*Written task 1*. In the thread about the check_exclusion_or_unique_constraint false negative, which two kinds of relations does the issue happen with?
*Written task 2*. Extend the thread about the check_exclusion_or_unique_constraint false negative, picking up right after its final sentence.

-------- Article --------

Re: [BUG?] check_exclusion_or_unique_constraint false negative

From

Michail Nikolaev

Date:

24 July 2024, 20:01:23

Hello, everyone!

Updates so far:

* issue happens with both LOGGED and UNLOGGED relations

* issue happens with DirtySnapshot

* not happens with SnapshotSelf

* not happens with SnapshotAny

* not related to speculative inserted tuples - I have commented the code of its insertion - and the issue continues to occur.

Best regards,

Mikhail.

Re: [BUG?] check_exclusion_or_unique_constraint false negative

From

Michail Nikolaev

Date:

31 July 2024, 20:57:00

It seems like I've identified the cause of the issue.

Currently, any DirtySnapshot (or SnapshotSelf) scan over a B-tree index may skip (not find the TID for) some records in the case of parallel updates.

The following scenario is possible:

* Session 1 reads a B-tree page using SnapshotDirty and copies item X to the buffer.

-------- Data shown --------

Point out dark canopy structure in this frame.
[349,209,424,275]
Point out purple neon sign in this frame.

--------

*Final result 1*. Both LOGGED and UNLOGGED relations.

*Final result 2*.
* Session 2 updates item X, inserting a new TID Y into the same page.
* Session 2 commits its transaction.
* Session 1 starts to fetch from the heap and tries to fetch X, but it was already deleted by session 2. So, it goes to the B-tree for the next TID.
* The B-tree goes to the next page, skipping Y.
* Therefore, the search finds nothing, but tuple Y is still alive.

This situation is somewhat controversial. DirtySnapshot might seem to show more (or more recent, even uncommitted) data than MVCC, but not less. So, DirtySnapshot scan over a B-tree does not provide any guarantees, as far as I understand.
Why does it work for MVCC? Because tuple X will be visible due to the snapshot, making Y unnecessary.
This might be "as designed," but I think it needs to be clearly documented (I couldn't find any documentation on this particular case, only _bt_drop_lock_and_maybe_pin - related).

Here are the potential consequences of the issue:

* check_exclusion_or_unique_constraint

It may not find a record in a UNIQUE index during INSERT ON CONFLICT UPDATE. However, this is just a minor performance issue.

* Exclusion constraints with B-tree, like ADD CONSTRAINT exclusion_data EXCLUDE USING btree (data WITH =)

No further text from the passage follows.